### BRIEF:
When copying the records below, keep every word as it is and drop the images.

### SOURCE MATERIAL:
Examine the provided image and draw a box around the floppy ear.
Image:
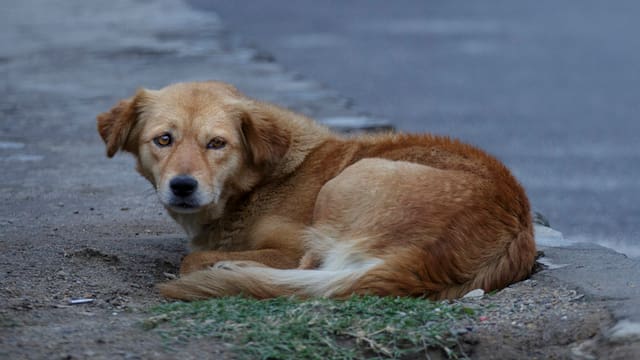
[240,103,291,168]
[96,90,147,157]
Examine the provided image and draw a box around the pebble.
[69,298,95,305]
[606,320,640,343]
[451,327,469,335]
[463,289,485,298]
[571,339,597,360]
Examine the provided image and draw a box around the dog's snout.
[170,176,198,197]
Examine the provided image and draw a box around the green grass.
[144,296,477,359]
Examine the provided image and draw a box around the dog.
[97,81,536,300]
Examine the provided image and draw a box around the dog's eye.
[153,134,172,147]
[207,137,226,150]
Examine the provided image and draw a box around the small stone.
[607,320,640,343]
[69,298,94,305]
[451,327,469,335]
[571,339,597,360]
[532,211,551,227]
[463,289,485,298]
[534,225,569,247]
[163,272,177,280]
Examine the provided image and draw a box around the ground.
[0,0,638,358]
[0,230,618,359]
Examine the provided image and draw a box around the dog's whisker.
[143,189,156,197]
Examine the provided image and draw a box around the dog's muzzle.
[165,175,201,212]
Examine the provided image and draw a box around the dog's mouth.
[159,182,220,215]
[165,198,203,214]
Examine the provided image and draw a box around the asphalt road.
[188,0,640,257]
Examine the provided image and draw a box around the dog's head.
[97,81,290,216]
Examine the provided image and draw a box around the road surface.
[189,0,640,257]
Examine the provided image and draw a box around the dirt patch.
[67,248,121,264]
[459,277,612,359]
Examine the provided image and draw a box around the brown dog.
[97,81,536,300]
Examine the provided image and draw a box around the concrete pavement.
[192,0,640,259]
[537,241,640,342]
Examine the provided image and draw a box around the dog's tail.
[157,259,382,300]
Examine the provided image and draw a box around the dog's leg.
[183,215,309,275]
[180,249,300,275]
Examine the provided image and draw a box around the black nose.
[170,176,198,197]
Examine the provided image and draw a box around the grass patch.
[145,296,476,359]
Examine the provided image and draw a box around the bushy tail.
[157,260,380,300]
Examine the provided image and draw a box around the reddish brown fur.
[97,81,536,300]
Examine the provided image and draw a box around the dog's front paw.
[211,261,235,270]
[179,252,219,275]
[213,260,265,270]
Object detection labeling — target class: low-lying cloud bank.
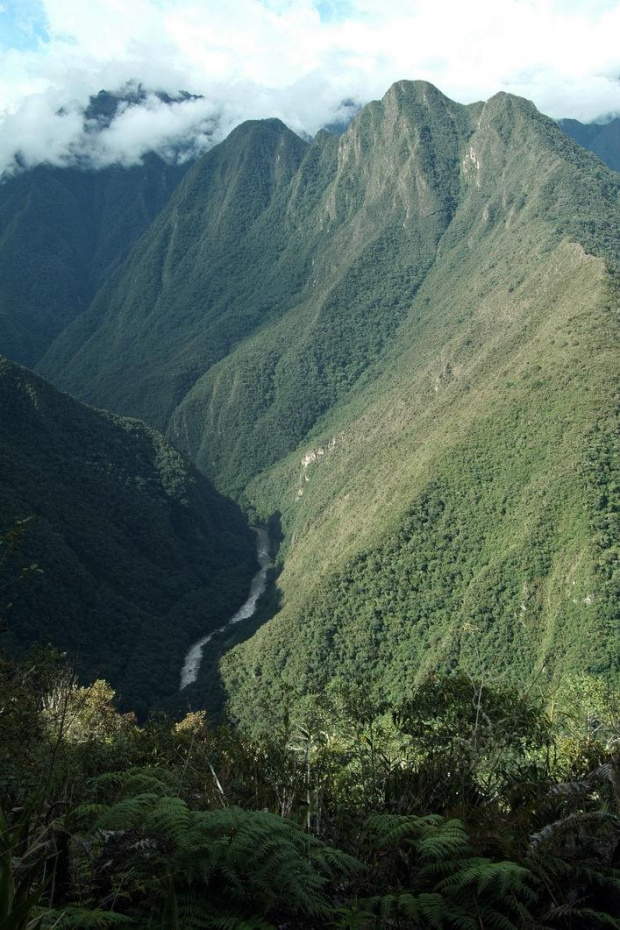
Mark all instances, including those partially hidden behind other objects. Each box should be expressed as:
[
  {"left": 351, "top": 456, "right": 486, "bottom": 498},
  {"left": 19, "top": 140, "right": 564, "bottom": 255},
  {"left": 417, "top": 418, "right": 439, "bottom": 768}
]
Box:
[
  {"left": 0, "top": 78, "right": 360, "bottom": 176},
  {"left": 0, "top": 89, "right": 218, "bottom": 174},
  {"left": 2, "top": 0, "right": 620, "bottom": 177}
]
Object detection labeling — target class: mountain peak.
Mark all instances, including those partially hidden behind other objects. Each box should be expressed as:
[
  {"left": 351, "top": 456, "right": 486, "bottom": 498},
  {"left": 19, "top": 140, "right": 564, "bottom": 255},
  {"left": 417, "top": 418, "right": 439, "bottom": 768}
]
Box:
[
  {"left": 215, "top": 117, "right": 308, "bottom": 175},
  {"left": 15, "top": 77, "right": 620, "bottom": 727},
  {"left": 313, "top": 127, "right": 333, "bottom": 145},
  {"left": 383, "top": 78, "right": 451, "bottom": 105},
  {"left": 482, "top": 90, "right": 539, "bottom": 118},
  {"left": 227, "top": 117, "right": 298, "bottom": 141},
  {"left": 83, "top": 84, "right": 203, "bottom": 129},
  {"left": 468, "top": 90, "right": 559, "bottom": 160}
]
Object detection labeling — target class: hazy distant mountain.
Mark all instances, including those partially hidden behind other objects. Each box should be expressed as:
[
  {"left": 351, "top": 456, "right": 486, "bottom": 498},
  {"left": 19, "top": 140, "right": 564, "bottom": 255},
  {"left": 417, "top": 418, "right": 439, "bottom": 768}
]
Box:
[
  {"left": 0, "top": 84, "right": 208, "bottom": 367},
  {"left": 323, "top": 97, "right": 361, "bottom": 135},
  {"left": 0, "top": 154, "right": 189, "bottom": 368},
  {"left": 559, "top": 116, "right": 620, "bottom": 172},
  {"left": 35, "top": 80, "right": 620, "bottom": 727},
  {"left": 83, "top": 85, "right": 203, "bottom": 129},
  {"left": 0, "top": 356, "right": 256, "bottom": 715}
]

### RESULT OF THIS EXERCISE:
Examine the provided image and draw a box around the floppy ear.
Image:
[240,103,291,168]
[96,90,147,157]
Examine the provided image and draw a box around the pebble.
[69,298,95,305]
[606,320,640,343]
[451,327,469,335]
[463,289,485,298]
[571,339,597,360]
Examine the provided image and draw a box around the dog's snout.
[170,176,198,197]
Examine the provided image and draw a box around the green grass.
[144,296,477,359]
Examine the provided image and draw a box around the dog.
[97,81,536,300]
Examine the provided image and draw a box around the dog's eye.
[153,134,172,147]
[207,137,226,150]
Examine the provided image and draw a box around the small stone.
[607,320,640,343]
[69,298,94,305]
[451,327,469,335]
[571,339,597,360]
[532,211,551,227]
[463,289,485,298]
[534,225,569,247]
[163,272,177,280]
Examine the provided image and draw a box around the ground.
[0,0,638,358]
[0,230,618,359]
Examine the provided image and draw a box around the dog's whisker.
[143,189,156,197]
Examine the provided image and draw a box around the dog's muzzle.
[165,175,201,212]
Examine the provided image and draw a box around the dog's mouth.
[159,182,220,215]
[165,198,203,214]
Examine the provided image and draw a box around the asphalt road.
[188,0,640,257]
Examine the provided image and draw a box around the dog's head.
[97,81,290,216]
Examine the provided image and draw a box around the road surface.
[189,0,640,257]
Examine the provided image and draw a box around the dirt patch.
[67,248,121,264]
[459,277,612,359]
Examine the provided image and draw a box around the brown dog.
[97,81,536,300]
Examine the provided image and draw a box around the concrete pavement.
[192,0,640,259]
[537,241,640,342]
Examine the provided image and draw a box around the dog's tail.
[157,259,382,300]
Examine the provided image and draw a box around the dog's leg.
[183,215,309,275]
[180,249,300,275]
Examine the provided image and draw a box around the black nose.
[170,176,198,197]
Examine the provided image and draw a box around the grass patch.
[145,296,476,359]
Examine the provided image and draw a box around the bushy tail.
[157,260,380,300]
Examine the provided image and draw a box around the reddish brown fur.
[97,81,536,300]
Examine the provided image and draw a box around the dog's front paw.
[211,261,235,270]
[179,252,219,275]
[213,260,265,270]
Object detection labeling — target class: low-lying cloud bank.
Mark all instances, including those partially hidden behind other objects. Each box should be expressed as:
[
  {"left": 351, "top": 456, "right": 486, "bottom": 498},
  {"left": 19, "top": 140, "right": 564, "bottom": 255},
  {"left": 417, "top": 418, "right": 439, "bottom": 768}
]
Box:
[
  {"left": 0, "top": 78, "right": 360, "bottom": 176},
  {"left": 0, "top": 89, "right": 218, "bottom": 174},
  {"left": 2, "top": 0, "right": 620, "bottom": 177}
]
Object detection labeling — target class: mountain peak.
Mark all instances, including those partially hidden behind other objects. Each box should be expressed as:
[
  {"left": 351, "top": 456, "right": 486, "bottom": 498},
  {"left": 19, "top": 140, "right": 564, "bottom": 255},
  {"left": 417, "top": 418, "right": 439, "bottom": 768}
]
Box:
[
  {"left": 215, "top": 117, "right": 308, "bottom": 175},
  {"left": 15, "top": 77, "right": 620, "bottom": 727},
  {"left": 313, "top": 127, "right": 333, "bottom": 145},
  {"left": 383, "top": 78, "right": 451, "bottom": 105},
  {"left": 482, "top": 90, "right": 539, "bottom": 118},
  {"left": 227, "top": 117, "right": 298, "bottom": 141},
  {"left": 83, "top": 84, "right": 203, "bottom": 129},
  {"left": 468, "top": 90, "right": 559, "bottom": 160}
]
Object detection labeling — target class: hazy distant mountain.
Mark all instances, including those partially hidden behind other objects. Each box should be expressed as:
[
  {"left": 351, "top": 456, "right": 486, "bottom": 498},
  {"left": 19, "top": 140, "right": 564, "bottom": 255},
  {"left": 417, "top": 418, "right": 439, "bottom": 768}
]
Box:
[
  {"left": 0, "top": 84, "right": 208, "bottom": 367},
  {"left": 323, "top": 97, "right": 361, "bottom": 135},
  {"left": 0, "top": 154, "right": 189, "bottom": 368},
  {"left": 559, "top": 116, "right": 620, "bottom": 172},
  {"left": 35, "top": 80, "right": 620, "bottom": 727},
  {"left": 83, "top": 85, "right": 203, "bottom": 129},
  {"left": 0, "top": 356, "right": 256, "bottom": 715}
]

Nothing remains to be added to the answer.